▶ [Objetivo declarado 1]
Copie do trecho sobre a guerra na Ucrânia a parte que começa em "Não foi o que" e segue até "apoio aos ucranianos.", sem mudar nada.
▶ [Objetivo declarado 2]
Selecione todas as linhas que trazem a palavra "patch" e copie cada uma delas.

▶ [Trecho citado]
━━━━━━━━

A invasão foi um fracasso histórico. A Rússia pretendia tomar toda a Ucrânia de assalto num curto prazo, mas foi surpreendida pela resistência dos ucranianos, contando com o apoio decisivo dos EUA e dos principais Estados europeus. A ofensiva foi detida, mas os ucranianos não conseguiram expulsar os russos dos territórios conquistados. A Criméia, invadida e incorporada desde 2014, permanece sob domínio de Moscou. Além disso, cerca de 20% do território ucraniano mantém-se até hoje sob controle russo.

Definido um relativo equilíbrio de forças, ao invés de procurar explorar as possibilidades de uma concertação, o governo democrata de então, liderado por Joe Biden, e seus aliados estimularam os ucranianos à guerra, alimentando propósitos irrealistas de desagregar o poder de Moscou, alguns pretendendo inclusive que o conflito deveria prosseguir até a derrubada e a prisão de Vladimir Putin. Dispunham-se a lutar…até o último soldado ucraniano. Apostavam também na eficácia de uma política severa de sanções, destinada a sufocar a Rússia, submetendo-a a uma derrota estratégica.

Não foi o que aconteceu.

Apoiada numa aliança “sem limites” com a China, contando com a neutralidade indiferente ou a simpatia ativa de importantes estados do chamado sul Global, a Rússia suportou o impacto das sanções, conteve tendências internas disruptivas, construiu uma economia de guerra, mantendo a pressão, por terra, sobre a Ucrânia. Com o domínio dos ares, destruiu e continua destruindo as infraestruturas básicas do país, obrigando uma parte considerável de suas populações ao exílio interno e externo.

Com o passar do tempo, o desgaste da guerra cobrou seu preço. A Rússia, com mais reservas demográficas e econômicas, suportou melhor o embate. Na Ucrânia, o impulso nacionalista foi decrescendo com as tremendas perdas impostas. Nos estados europeus e nos EUA a opinião pública, medida em pesquisas, desertava do apoio aos ucranianos.

━━━━━━━━

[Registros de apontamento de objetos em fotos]
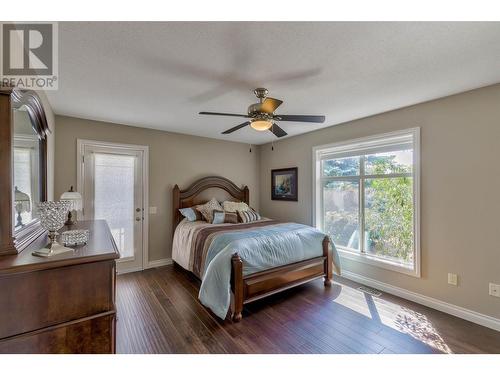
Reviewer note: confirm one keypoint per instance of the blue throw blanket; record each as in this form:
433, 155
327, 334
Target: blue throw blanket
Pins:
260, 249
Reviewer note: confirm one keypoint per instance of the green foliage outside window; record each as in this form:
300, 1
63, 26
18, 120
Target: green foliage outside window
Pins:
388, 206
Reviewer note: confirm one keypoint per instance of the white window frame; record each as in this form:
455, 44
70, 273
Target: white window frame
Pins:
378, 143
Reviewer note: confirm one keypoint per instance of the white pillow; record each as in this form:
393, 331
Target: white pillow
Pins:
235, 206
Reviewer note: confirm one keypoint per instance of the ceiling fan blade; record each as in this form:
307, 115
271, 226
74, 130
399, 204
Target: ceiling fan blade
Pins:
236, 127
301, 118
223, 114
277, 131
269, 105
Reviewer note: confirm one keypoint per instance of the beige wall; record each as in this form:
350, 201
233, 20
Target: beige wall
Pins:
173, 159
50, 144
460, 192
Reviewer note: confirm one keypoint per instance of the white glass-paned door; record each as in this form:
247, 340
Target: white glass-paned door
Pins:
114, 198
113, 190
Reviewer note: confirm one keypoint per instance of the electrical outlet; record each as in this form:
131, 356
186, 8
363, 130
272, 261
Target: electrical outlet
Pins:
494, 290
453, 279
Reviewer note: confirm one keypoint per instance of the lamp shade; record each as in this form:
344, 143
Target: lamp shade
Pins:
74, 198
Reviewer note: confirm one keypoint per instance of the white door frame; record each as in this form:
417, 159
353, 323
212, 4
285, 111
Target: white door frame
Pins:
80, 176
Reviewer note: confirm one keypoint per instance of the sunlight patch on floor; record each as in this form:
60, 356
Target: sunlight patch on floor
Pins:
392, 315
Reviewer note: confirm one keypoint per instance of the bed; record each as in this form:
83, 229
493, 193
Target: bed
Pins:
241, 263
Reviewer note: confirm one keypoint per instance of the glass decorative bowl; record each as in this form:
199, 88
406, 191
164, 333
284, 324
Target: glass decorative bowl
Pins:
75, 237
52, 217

━━━━━━━━

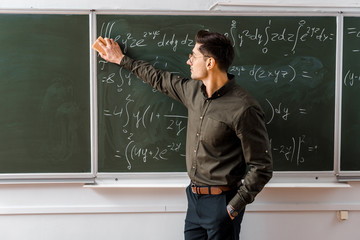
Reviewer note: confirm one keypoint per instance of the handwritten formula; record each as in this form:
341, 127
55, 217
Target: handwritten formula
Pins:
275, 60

━━━━━━━━

▶ [Solução completa 1]
Não foi o que aconteceu.

Apoiada numa aliança “sem limites” com a China, contando com a neutralidade indiferente ou a simpatia ativa de importantes estados do chamado sul Global, a Rússia suportou o impacto das sanções, conteve tendências internas disruptivas, construiu uma economia de guerra, mantendo a pressão, por terra, sobre a Ucrânia. Com o domínio dos ares, destruiu e continua destruindo as infraestruturas básicas do país, obrigando uma parte considerável de suas populações ao exílio interno e externo.

Com o passar do tempo, o desgaste da guerra cobrou seu preço. A Rússia, com mais reservas demográficas e econômicas, suportou melhor o embate. Na Ucrânia, o impulso nacionalista foi decrescendo com as tremendas perdas impostas. Nos estados europeus e nos EUA a opinião pública, medida em pesquisas, desertava do apoio aos ucranianos.

▶ [Solução completa 2]
Reviewer note: confirm one keypoint per instance of the sunlight patch on floor; record each as in this form:
Target: sunlight patch on floor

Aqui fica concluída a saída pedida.